======== TEKS HASIL EKSTRAKSI
Ketika Gus Dur menjadi ketua umum PBNU pada tahun 1984, ada pada periode di mana Khittah NU diaktualisasi dalam deklarasi tertulis, yang sebelumnya berserak-serak dan diamalkan dalam praktik-praktik di kalangan masyarakat NU, pesantren, dan Nahdliyin. Khittah NU itu selama ini lebih banyak dibicarakan dalam soal politik praktis (terutama oleh pengamat), padahal jauh lebih dari itu. Khittah NU juga membicarakan masalah kebudayaan.
Dalam soal kebudayaan, Khittah NU memberikan dasar yang penting dengan menegaskan terlebih dulu: “NU mengikuti pendirian bahwa Islam adalah agama yang fithrî dan bersifat menyempurnakan segala kebaikan yang sudah dimiliki oleh manusia… NU bersifat menyempurnakan nilai-nilai yang baik yang sudah ada dan menjadi milik serta ciri-ciri suatu kelompok manusia seperti suku maupun bangsa, dan tidak bertujuan menghapus nilai-niali itu.”
Penjelasan lebih detil kemudian dilakukan oleh Komisi Program pada Muktamar NU ke-27 di Situbondo tahun 1984. Dalam bagian ini kebudayaan dilihat:
- Kebudayaan secara umum merupakan aspek rasional (ilmu pengetahuan dan teknologi) dan emosional (keseniaan dan kesastraan) dari manusia secara individu ataupun masyarakat yang merupakan salah satu sumber inspirasi umat. Karenanya pengembangan kebudayaan bagi NU hendaknya dipelopori untuk mengembangkan “budaya nasional yang manusiawi”.
- Tugas kebudayaan umumnya adalah mengembangkan dan memelihara warisan rohaniah dan jasmaniah generasi lampau, untuk generasi masa kini, dan diwariskan untuk generasi selanjutnya dalam menuju tercapainya peningkatan kecerdasan dan cita rasa manusia sebagai hamba Allah.
================
======== ENTRI KUMPULAN DATA
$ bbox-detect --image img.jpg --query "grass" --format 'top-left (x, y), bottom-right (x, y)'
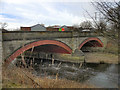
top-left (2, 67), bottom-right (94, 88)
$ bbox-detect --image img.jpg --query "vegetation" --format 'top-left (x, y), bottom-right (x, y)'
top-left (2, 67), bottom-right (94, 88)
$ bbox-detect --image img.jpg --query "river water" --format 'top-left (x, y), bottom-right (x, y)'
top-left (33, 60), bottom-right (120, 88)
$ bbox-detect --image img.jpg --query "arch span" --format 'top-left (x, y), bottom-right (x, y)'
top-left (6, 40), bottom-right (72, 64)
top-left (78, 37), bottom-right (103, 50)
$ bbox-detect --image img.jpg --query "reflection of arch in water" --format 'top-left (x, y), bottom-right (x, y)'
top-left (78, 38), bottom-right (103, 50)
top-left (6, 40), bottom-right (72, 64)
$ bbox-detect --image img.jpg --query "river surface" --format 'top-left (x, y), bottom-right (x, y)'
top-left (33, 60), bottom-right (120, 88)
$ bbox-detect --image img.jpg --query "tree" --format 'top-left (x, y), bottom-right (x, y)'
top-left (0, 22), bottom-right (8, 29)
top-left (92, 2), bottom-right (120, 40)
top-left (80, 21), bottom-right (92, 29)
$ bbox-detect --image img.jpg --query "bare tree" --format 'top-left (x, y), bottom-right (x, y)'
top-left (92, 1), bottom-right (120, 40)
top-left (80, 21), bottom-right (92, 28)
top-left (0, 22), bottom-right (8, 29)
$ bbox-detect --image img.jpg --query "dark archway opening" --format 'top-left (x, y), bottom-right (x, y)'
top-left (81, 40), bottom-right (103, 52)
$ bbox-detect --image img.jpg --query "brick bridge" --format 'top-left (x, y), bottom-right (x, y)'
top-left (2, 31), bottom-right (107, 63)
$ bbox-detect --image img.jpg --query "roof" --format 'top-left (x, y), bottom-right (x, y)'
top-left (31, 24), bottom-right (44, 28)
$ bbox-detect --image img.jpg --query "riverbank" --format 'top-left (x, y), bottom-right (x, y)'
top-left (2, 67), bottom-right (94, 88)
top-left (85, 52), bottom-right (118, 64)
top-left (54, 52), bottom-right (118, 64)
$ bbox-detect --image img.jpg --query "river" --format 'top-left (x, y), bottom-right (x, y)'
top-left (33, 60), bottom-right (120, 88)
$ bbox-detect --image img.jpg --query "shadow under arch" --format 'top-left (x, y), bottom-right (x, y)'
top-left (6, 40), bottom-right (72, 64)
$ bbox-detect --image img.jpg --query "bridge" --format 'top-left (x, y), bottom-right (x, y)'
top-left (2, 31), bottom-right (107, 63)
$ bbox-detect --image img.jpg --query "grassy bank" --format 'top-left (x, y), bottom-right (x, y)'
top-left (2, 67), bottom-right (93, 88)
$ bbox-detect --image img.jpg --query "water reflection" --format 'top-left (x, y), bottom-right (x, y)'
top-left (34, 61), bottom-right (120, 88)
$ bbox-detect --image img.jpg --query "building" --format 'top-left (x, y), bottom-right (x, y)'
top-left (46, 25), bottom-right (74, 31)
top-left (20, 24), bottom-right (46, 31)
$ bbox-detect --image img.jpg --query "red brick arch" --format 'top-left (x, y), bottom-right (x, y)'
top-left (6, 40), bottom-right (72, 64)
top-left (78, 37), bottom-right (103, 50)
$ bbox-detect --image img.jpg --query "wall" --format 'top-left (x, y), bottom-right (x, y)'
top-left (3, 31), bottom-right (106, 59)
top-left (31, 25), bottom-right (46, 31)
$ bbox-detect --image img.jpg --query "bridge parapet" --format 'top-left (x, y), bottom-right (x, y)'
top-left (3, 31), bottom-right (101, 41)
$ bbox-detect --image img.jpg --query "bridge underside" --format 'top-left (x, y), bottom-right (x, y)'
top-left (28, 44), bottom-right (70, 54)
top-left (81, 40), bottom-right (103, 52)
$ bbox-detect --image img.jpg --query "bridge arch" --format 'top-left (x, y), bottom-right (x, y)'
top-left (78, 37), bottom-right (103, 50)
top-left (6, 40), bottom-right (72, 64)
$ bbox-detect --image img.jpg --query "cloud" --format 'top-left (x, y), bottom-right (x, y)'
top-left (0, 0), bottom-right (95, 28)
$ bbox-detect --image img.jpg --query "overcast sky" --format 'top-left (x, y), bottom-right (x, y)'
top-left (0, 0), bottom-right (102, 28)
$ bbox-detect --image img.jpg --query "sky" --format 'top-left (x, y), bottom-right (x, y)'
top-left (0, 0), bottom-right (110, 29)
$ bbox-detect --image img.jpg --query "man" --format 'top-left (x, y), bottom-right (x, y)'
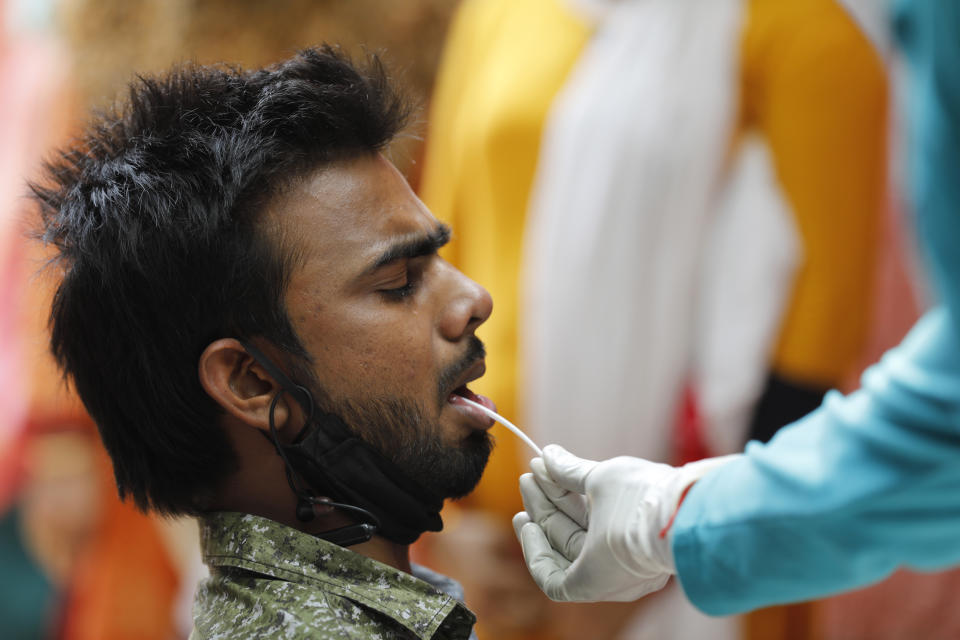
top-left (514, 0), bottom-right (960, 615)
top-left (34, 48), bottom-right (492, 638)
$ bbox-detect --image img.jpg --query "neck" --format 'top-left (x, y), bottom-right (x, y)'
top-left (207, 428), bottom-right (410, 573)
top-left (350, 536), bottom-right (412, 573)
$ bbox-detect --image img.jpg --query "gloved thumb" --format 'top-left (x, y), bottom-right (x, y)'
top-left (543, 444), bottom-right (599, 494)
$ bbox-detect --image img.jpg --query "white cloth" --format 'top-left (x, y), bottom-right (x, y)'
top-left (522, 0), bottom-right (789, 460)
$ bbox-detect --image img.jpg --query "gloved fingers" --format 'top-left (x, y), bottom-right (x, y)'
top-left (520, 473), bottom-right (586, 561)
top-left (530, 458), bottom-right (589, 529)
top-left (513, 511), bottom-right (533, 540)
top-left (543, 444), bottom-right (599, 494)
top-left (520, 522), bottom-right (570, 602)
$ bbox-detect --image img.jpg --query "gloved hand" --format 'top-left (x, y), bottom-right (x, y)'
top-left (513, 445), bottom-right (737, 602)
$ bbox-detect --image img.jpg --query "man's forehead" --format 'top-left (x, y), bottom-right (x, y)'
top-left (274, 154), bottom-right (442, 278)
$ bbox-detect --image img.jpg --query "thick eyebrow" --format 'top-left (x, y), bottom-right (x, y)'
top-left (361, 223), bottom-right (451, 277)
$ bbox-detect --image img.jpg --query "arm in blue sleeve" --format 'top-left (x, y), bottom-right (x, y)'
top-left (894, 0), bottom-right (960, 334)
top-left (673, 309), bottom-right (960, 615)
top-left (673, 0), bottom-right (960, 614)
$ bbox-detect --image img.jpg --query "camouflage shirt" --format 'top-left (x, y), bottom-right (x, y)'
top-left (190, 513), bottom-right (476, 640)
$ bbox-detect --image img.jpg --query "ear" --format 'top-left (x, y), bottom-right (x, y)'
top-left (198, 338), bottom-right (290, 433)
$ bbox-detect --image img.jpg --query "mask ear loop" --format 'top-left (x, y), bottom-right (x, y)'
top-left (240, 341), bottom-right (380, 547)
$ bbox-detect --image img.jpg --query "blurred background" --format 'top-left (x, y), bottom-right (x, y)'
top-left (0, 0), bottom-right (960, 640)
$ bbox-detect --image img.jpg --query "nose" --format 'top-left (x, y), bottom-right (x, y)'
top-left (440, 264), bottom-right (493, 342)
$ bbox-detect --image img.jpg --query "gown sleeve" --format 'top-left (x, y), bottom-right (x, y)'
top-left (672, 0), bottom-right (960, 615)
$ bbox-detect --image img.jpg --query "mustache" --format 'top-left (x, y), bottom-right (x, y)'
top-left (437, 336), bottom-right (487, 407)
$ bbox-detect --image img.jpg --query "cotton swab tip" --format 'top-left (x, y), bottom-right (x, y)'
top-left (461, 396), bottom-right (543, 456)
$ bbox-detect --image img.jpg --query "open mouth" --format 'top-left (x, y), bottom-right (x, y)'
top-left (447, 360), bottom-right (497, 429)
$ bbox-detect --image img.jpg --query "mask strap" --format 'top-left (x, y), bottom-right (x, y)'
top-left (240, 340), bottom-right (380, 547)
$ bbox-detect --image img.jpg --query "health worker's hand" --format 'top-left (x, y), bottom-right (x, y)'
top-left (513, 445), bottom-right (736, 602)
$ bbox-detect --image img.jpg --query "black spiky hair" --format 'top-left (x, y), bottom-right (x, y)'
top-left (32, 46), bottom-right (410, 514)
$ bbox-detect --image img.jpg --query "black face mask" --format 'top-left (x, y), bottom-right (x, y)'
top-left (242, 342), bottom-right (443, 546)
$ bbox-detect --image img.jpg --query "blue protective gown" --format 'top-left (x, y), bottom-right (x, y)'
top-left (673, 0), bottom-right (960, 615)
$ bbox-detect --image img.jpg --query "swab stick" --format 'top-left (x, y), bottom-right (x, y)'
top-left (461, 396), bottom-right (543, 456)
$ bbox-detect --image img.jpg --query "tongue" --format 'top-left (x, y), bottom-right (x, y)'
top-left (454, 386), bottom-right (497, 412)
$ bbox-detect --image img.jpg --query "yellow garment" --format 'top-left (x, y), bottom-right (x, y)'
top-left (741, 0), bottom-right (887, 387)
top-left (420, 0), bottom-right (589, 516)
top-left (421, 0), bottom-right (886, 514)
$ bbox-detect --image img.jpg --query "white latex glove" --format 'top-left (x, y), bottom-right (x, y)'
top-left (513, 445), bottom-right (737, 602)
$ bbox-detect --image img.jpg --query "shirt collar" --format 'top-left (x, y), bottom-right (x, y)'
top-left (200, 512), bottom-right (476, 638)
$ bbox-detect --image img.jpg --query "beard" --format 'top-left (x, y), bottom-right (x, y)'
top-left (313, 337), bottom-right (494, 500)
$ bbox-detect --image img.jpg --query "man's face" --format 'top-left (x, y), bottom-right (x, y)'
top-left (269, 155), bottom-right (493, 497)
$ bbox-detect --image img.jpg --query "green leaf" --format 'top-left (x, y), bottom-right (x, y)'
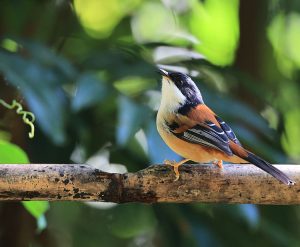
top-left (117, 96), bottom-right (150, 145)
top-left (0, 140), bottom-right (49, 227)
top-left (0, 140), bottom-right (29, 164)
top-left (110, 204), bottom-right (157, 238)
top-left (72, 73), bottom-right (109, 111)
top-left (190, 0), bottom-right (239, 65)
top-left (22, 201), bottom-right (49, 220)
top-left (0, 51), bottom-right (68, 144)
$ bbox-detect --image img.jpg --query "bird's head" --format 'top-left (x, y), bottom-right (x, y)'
================
======== ENTRI KUMPULAN DATA
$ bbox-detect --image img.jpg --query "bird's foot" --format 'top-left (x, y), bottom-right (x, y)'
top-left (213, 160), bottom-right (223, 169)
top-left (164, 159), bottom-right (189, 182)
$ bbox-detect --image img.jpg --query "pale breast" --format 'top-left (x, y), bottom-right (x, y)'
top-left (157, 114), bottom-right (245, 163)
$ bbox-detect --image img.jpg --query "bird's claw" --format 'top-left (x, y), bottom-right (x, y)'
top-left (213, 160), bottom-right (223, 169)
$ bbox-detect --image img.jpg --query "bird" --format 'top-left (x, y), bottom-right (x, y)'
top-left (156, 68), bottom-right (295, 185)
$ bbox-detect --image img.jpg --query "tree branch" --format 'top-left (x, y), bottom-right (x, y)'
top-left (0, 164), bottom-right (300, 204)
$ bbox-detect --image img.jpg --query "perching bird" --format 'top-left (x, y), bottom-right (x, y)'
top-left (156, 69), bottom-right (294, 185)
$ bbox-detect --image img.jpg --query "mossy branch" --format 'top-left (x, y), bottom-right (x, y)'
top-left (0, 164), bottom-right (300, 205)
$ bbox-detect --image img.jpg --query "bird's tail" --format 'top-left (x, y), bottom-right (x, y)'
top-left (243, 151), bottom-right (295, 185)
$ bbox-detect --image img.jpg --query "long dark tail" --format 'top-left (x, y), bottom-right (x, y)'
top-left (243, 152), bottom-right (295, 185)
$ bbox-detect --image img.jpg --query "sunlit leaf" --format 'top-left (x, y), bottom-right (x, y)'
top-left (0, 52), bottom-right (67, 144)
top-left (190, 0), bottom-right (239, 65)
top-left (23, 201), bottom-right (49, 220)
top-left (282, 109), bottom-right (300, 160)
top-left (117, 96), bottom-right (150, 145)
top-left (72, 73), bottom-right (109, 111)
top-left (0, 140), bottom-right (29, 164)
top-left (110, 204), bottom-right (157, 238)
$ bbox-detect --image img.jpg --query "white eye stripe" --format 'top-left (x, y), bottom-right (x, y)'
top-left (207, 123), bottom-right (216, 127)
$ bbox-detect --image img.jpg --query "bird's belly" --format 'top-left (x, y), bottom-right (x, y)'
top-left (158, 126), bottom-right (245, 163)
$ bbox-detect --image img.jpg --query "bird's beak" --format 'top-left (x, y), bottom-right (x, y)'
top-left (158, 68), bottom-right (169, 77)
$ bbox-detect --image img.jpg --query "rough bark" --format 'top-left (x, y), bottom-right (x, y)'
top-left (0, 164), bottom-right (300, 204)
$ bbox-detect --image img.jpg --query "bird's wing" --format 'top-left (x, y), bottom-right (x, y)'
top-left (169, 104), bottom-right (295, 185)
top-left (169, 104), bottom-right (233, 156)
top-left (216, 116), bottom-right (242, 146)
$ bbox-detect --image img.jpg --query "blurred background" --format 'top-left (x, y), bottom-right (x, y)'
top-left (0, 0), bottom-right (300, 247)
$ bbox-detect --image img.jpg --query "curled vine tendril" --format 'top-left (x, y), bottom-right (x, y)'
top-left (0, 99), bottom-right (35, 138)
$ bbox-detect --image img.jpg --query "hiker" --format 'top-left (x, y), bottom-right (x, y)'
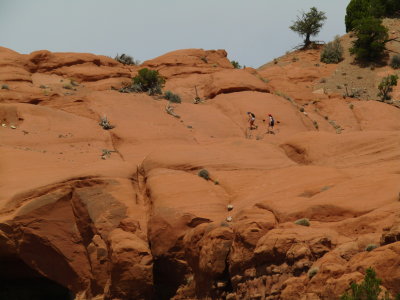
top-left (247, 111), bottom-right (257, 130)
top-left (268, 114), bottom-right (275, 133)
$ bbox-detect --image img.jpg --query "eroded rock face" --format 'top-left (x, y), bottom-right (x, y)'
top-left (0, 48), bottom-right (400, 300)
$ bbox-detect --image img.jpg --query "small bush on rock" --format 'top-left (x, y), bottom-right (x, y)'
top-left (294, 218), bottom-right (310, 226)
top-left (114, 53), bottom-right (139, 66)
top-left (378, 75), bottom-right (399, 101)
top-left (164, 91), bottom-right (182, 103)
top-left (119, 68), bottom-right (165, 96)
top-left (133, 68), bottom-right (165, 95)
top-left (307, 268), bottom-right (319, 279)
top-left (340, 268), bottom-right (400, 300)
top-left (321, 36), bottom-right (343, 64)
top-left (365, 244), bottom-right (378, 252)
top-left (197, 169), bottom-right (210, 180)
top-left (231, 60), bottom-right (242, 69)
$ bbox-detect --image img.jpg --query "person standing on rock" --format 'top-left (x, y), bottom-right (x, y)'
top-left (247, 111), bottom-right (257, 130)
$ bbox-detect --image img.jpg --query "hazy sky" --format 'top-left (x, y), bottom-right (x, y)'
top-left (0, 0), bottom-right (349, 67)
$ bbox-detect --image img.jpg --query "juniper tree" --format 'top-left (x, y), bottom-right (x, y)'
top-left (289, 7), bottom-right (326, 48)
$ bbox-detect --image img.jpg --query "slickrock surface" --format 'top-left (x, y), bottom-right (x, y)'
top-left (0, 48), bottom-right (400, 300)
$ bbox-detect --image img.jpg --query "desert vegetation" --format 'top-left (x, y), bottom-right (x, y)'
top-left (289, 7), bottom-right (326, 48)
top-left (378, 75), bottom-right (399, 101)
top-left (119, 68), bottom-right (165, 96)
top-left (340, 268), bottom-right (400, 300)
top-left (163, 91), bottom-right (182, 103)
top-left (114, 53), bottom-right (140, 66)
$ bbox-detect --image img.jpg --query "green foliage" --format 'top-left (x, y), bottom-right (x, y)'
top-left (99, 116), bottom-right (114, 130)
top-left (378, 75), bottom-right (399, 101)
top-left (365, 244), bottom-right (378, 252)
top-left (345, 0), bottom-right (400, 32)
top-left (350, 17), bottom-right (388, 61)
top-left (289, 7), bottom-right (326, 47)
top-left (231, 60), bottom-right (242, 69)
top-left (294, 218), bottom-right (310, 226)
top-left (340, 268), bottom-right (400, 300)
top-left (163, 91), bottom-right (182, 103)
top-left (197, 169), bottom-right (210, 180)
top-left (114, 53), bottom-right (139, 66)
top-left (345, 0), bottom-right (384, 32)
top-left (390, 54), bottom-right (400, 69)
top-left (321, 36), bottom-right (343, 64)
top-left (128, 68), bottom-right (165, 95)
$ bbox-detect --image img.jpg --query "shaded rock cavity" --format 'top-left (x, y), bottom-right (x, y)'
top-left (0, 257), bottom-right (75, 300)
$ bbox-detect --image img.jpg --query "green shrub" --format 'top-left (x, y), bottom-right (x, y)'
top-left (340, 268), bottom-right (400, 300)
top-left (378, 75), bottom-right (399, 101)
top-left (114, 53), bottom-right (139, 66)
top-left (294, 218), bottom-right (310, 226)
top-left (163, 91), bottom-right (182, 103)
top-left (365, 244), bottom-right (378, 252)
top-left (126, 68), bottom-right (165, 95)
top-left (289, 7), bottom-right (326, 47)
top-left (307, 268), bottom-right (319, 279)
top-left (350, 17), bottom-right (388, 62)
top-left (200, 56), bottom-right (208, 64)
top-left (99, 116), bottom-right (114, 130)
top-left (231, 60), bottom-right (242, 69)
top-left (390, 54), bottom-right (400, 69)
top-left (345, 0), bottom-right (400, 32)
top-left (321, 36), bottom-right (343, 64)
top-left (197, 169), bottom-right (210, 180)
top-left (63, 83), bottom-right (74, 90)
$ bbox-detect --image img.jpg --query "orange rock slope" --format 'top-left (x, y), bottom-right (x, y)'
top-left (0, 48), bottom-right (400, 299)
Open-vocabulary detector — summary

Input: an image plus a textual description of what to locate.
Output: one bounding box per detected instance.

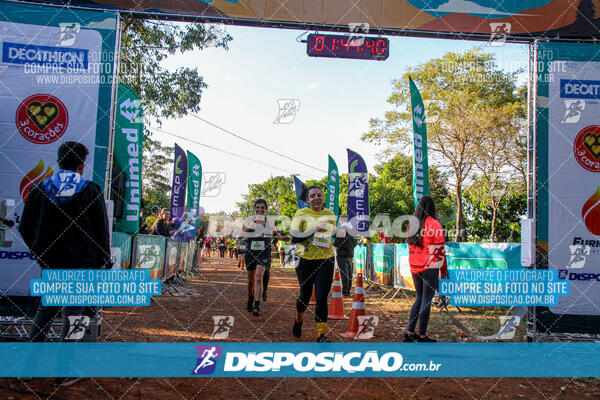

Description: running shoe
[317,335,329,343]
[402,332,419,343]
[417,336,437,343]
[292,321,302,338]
================
======== ENTRI KUMPULAN DATA
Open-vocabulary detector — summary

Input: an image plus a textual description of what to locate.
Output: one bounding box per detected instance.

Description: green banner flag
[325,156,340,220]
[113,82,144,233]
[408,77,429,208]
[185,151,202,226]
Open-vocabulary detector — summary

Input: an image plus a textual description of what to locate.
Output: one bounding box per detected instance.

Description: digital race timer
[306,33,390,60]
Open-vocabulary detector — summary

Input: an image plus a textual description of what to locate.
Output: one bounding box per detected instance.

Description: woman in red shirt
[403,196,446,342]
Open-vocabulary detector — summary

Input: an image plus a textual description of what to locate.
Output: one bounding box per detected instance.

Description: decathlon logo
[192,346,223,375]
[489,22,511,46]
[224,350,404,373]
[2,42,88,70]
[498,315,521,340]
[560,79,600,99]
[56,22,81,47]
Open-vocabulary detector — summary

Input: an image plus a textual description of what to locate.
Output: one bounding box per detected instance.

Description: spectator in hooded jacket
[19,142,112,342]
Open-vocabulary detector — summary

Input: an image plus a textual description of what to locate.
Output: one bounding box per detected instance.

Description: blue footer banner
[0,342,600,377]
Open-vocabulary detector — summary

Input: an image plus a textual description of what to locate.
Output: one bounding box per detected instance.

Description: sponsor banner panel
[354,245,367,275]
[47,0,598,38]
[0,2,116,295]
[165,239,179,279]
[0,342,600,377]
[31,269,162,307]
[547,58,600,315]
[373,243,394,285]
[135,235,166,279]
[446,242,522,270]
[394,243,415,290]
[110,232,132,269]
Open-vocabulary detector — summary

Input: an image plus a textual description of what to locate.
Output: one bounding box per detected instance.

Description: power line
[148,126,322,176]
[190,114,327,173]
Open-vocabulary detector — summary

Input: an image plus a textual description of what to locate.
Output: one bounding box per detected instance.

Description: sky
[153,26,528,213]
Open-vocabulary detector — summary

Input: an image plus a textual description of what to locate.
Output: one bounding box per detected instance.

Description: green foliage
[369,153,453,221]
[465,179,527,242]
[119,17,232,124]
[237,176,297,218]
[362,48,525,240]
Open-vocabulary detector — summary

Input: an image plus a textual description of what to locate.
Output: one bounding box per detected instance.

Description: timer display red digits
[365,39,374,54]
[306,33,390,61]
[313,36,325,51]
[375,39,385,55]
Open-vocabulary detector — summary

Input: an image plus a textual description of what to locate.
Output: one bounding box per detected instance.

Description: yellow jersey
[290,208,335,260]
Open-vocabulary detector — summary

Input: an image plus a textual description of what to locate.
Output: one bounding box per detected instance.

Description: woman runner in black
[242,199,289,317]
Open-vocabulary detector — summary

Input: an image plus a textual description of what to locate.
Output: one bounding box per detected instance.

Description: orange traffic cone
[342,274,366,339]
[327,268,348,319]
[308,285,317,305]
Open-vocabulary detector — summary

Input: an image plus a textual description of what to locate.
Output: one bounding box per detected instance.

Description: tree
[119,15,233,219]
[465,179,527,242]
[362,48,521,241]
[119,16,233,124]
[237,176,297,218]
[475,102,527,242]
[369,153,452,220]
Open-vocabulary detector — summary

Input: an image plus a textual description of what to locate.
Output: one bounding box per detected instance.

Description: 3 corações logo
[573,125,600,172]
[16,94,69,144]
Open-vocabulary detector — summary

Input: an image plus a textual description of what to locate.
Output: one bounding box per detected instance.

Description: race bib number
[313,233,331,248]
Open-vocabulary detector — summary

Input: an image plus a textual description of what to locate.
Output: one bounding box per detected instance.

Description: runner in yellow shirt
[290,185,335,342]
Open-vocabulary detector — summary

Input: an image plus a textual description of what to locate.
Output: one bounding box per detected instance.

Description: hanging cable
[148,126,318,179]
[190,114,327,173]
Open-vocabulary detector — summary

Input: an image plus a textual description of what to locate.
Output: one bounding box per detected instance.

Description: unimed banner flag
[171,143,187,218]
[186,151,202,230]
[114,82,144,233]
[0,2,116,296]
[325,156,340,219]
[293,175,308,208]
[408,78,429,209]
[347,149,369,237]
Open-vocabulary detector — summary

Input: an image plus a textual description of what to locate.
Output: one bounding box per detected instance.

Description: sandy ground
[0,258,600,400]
================
_TUGAS:_ Salin dengan persis bagian teks tentang Khittah NU dan kebudayaan. Mulailah dari kata-kata yang memuat "Penjelasan lebih detil", lalu berhenti setelah "sebagai hamba Allah.".

_HASIL LATIHAN:_
Penjelasan lebih detil kemudian dilakukan oleh Komisi Program pada Muktamar NU ke-27 di Situbondo tahun 1984. Dalam bagian ini kebudayaan dilihat:
- Kebudayaan secara umum merupakan aspek rasional (ilmu pengetahuan dan teknologi) dan emosional (keseniaan dan kesastraan) dari manusia secara individu ataupun masyarakat yang merupakan salah satu sumber inspirasi umat. Karenanya pengembangan kebudayaan bagi NU hendaknya dipelopori untuk mengembangkan “budaya nasional yang manusiawi”.
- Tugas kebudayaan umumnya adalah mengembangkan dan memelihara warisan rohaniah dan jasmaniah generasi lampau, untuk generasi masa kini, dan diwariskan untuk generasi selanjutnya dalam menuju tercapainya peningkatan kecerdasan dan cita rasa manusia sebagai hamba Allah.